• [Input]
** start **
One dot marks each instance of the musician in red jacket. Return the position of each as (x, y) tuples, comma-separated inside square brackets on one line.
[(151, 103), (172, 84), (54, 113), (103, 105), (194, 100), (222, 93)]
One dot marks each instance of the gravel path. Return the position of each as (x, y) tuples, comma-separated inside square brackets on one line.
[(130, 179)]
** end **
** start **
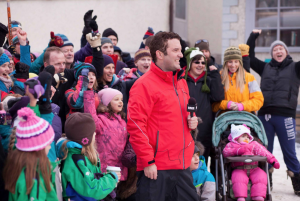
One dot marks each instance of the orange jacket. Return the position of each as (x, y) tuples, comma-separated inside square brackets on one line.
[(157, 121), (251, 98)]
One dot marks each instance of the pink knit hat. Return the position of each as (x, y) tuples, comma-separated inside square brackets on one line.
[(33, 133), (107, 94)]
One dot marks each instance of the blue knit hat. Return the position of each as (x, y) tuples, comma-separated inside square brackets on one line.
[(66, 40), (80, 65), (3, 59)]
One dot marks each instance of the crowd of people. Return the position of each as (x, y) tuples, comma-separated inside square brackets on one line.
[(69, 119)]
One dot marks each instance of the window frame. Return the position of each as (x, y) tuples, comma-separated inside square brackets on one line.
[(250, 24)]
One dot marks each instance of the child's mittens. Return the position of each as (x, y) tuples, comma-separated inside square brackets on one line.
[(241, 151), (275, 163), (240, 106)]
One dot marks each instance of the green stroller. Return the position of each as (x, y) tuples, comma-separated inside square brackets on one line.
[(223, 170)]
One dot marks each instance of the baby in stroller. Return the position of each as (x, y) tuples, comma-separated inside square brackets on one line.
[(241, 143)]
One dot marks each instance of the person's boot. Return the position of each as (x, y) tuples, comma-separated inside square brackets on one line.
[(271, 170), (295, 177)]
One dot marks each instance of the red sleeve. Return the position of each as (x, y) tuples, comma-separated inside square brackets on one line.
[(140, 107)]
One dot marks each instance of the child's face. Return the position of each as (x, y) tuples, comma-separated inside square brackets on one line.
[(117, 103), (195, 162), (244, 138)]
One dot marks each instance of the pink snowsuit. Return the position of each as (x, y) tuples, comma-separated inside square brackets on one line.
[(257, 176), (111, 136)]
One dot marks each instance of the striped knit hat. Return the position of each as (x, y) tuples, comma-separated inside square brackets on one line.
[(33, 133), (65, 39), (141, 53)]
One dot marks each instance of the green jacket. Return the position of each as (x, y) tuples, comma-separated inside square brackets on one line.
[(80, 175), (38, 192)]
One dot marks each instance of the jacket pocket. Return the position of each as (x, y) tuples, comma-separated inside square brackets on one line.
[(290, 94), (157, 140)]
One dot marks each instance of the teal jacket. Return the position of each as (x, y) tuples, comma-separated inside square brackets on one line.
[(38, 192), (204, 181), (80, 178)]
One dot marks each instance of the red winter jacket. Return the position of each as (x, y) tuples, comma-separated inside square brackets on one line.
** end **
** start **
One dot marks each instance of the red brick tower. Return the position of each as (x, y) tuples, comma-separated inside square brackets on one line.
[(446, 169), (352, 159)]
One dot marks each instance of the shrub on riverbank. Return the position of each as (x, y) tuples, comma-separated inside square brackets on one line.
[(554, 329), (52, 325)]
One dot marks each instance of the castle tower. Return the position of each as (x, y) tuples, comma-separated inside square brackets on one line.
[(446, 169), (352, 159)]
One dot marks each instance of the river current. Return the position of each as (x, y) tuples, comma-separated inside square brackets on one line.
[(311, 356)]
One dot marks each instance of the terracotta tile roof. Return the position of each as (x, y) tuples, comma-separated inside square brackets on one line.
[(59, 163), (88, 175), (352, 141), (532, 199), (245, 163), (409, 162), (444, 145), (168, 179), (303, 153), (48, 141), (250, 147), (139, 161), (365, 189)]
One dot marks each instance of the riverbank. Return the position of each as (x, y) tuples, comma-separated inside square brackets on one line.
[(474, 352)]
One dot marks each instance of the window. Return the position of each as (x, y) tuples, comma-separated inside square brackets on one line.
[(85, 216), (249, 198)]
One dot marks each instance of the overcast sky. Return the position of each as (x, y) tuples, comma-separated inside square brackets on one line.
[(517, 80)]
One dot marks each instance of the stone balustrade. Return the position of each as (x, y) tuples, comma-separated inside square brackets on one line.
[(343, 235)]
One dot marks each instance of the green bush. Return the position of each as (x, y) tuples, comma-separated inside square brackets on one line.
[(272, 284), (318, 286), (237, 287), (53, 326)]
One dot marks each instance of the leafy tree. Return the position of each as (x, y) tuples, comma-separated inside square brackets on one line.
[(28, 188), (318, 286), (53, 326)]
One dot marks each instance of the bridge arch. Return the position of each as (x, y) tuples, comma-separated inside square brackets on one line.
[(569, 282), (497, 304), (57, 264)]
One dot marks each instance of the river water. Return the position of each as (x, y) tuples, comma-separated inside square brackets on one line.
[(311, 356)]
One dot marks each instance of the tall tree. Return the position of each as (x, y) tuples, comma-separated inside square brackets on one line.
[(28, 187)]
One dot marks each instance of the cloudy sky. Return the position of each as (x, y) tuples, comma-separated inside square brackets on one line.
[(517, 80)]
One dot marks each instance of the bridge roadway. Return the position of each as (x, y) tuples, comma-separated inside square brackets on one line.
** end **
• [Task requirements] Reproduce the lines from the one containing "One dot marks each instance of the musician" through the one containing "100), (222, 93)]", changing "musician" to "guitarist" and keeping everything else the same.

• [Result for this exercise]
One dot marks each instance of the guitarist in red jacket. Return the position of each as (x, y) tuples, comma-separated inside square brackets on one line.
[(151, 103), (172, 84), (54, 113), (103, 105), (194, 100), (222, 93)]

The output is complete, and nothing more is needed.